▶ [TEXTO ORIGINAL]
^^^^

Existen
distintas formas de corrupción, pero en el último tiempo ésta pareciera
asociarse indefectiblemente a la política. Desde la tribuna asistimos
al espectáculo cotidiano del desarrollo de las denuncias de corrupción a
modo de un reality diario. Probablemente sea un hecho inédito
en la historia latinoamericana la presencia simultánea de tantas señales
de corrupción, tanto en la información diaria como en los altos índices
de percepción ciudadana.
La corrupción no es nueva en la historia
latinoamericana, no obstante, la gran diferencia radica en que la
corrupción asoma desde regímenes democráticos y no ya de la mano de
dictaduras o cleptocracias. La novedad radica en la avidez de la
ciudadanía por develar los pormenores del entramado. Paradójicamente es
la pasión más anti política que tiene la política, como la más
demoledora.
La lucha contra la corrupción forma
parte de plataformas electorales, partidarias y gubernamentales. Sin
duda es un tema capaz de interpelar a ciudadanos y ciudadanas, de
conectar lo individual a lo público, un ‘acceso directo’ entre prácticas
políticas y vidas individuales. No hay que olvidar que las relaciones
de la ciudadanía para con el Estado y con la política están sujetos a
las maneras en que se ‘metabolizan’ los flujos de corrupción que
aparecen o son descubiertos, la mayoría de las veces, a través de los
medios de comunicación.
En los años ’80 los proyectos de
austeridad económica pusieron sus ojos en los gastos e inversiones
estatales. Además de la auditoría, eficiencia y transparencia
fueron dos términos relevantes para observar el desarrollo de la
inversión pública y monitorear el ‘despilfarro’ de empresas estatales.
Pero no eran dos palabras ‘descolgadas’ sino que integraban una mirada
sobre la sociedad y sobre la administración pública. Era posible lograr
una sociedad y un Estado transparentes, y todo ello afirmándose en una
propuesta moralizadora (¿o moralizante?). La globalización introdujo la
transparencia como un mandamiento de la posmodernidad en el modus operandi
de la administración pública. La moral anti despilfarro se vinculó a la
moral potente y milenaria del “no robarás”, lo cual le otorga una
fortaleza simbólica y performativa.
La globalización y las propuestas
neoliberales lograron una profunda hegemonía planetaria desde los
ochenta hasta hoy. De la misma manera que se universalizaron los
derechos humanos en las agendas de conservadores, liberales y
progresistas, también lo hizo esta moral anti despilfarro, que resituó a
la corrupción no sólo en su condición ilícita (cuestión que podía
encontrarse desde hace décadas en los códigos civiles y penales), sino
en un atentado a las vidas y morales individuales. Por ello, era
necesario introducir nuevos sistemas de transparencia, para impedir que
un sólo billete del Estado terminara financiando de manera ilegal a
personas, partidos o empresas.

^^^^

▶ [MATERIAL ENTREGADO]
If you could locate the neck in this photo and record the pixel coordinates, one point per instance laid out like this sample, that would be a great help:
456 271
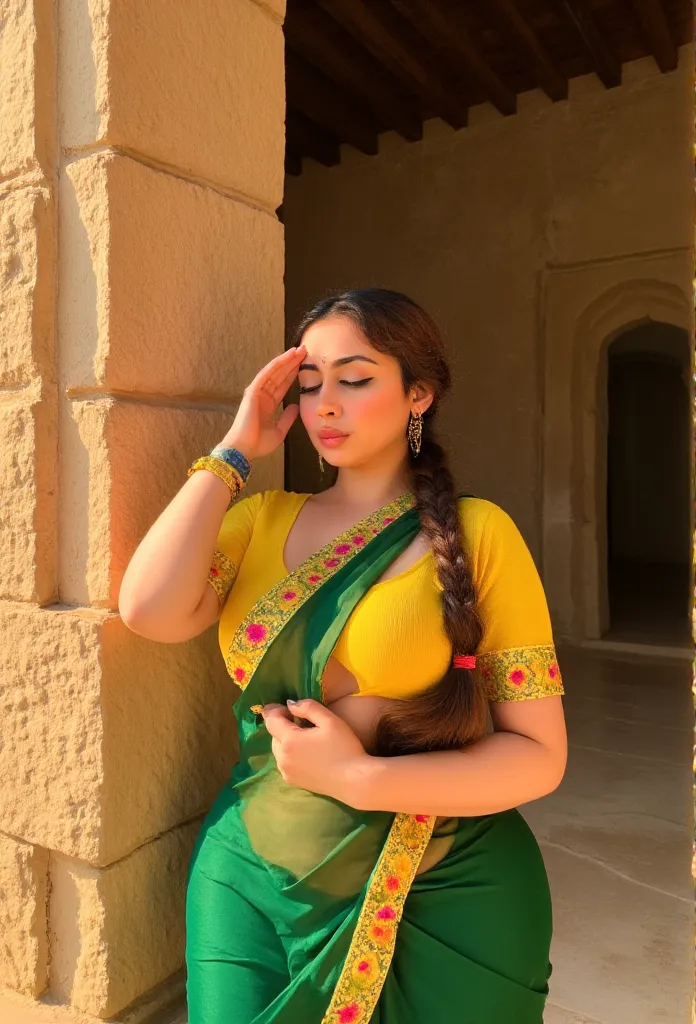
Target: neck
374 483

^^^^

▶ [LISTA DE TAREAS]
(a) Nombra los tipos de plataformas de las que forma parte la lucha contra la corrupción, según el texto sobre la corrupción.
(b) En el texto sobre la corrupción, ¿qué diferencia a la corrupción de hoy en Latinoamérica de la de otros tiempos?
(c) Sigue escribiendo el texto sobre la corrupción a partir de su última oración.
Los datos vienen de otra fuente, no del texto sobre la corrupción.

▶ [RESPUESTAS ESPERADAS]
(a) Electorales, partidarias y gubernamentales.

(b) Que ahora surge de regímenes democráticos y ya no de dictaduras o cleptocracias.

(c)
Ante ciertos actos de corrupción se
activan esos universos morales que calibran las miradas de los
ciudadanos y ciudadanas con respecto al Estado y la política. En
momentos de crisis o de grandes exigencias de austeridad los hechos de
corrupción asumen una valencia simbólica muy relevante, como lo son en
momentos de fuerte polarización. Nadie quiere ser robado y el robo
constante –o la percepción o sensación del mismo– amplifica las
desconfianzas sobre la política y el sistema de partidos. Por lo tanto,
la reiteración de actos de corrupción dinamita el mundo partidario y lo
abre a propuestas de regeneración, moralistas, religiosas o punitivas.
La moral anti corrupción puede promover el acceso al poder de
oposiciones, pero cuando todo el sistema político está atravesado por la
corrupción se producen contextos donde se refuerzan liderazgos
políticos ‘transparentistas’, ‘honestitas’, sanadores y algunos con
gestos políticos que ponen en duda el Estado de derecho.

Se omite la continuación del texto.